▶ PROVIDED TEXT
════════════════════
From the SDSS article we have the references to the arxiv papers:

Bugs In Space

In contrast to the running gags on the “Pigs In Space” vignettes on The Muppet Show, problems associated with Bugs In Space are no laughing matter.

Immunobiologist Ty Lebsack et. al., from the University of Arizona‘s department of Immunobiology in the College of Medicine., have just published “Microarray Analysis of Spaceflown Murine Thymus Tissue Reveals Changes Gene Expression Regulating Stress and Glucocorticoid Receptors” in the 15 May 2010 edition of Journal of Cellular Biochemistry (110:372-381 2010). They flew four healthy mice aboard NASA’s STS-118 Endeavour mission to the International Space Station in September 2007. The mice spent 13 days aboard the Space Shuttle. The researchers compared the gene-expression patterns in thymuses of the four space mice to those from an equal number of control mice on the ground.
════════════════════
Items listed in a dataset:
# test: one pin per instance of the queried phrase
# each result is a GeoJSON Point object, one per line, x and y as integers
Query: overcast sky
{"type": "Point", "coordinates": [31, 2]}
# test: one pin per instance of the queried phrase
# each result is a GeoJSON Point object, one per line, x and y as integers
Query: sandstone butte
════════════════════
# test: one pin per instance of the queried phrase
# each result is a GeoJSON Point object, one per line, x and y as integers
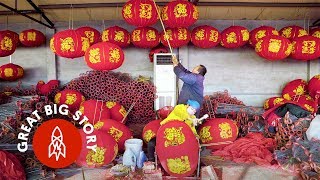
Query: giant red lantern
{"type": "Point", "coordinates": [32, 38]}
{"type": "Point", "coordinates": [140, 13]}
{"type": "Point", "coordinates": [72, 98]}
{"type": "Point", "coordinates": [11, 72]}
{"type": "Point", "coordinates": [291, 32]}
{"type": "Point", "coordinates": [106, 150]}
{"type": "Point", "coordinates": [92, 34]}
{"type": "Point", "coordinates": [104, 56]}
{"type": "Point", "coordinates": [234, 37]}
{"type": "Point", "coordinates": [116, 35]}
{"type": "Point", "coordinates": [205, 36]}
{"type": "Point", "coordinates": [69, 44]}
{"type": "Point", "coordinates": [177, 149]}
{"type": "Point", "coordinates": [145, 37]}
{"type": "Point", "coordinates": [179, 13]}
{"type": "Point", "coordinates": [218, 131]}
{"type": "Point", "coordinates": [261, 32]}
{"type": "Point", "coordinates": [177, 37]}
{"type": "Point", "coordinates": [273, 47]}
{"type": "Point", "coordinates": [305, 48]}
════════════════════
▶ WORK ITEM
Please repeat, word for word, the part of the Bugs In Space text above that opens with the words containing "In contrast to" and closes with "on the ground.".

▶ SOLVED PROBLEM
In contrast to the running gags on the “Pigs In Space” vignettes on The Muppet Show, problems associated with Bugs In Space are no laughing matter.

Immunobiologist Ty Lebsack et. al., from the University of Arizona‘s department of Immunobiology in the College of Medicine., have just published “Microarray Analysis of Spaceflown Murine Thymus Tissue Reveals Changes Gene Expression Regulating Stress and Glucocorticoid Receptors” in the 15 May 2010 edition of Journal of Cellular Biochemistry (110:372-381 2010). They flew four healthy mice aboard NASA’s STS-118 Endeavour mission to the International Space Station in September 2007. The mice spent 13 days aboard the Space Shuttle. The researchers compared the gene-expression patterns in thymuses of the four space mice to those from an equal number of control mice on the ground.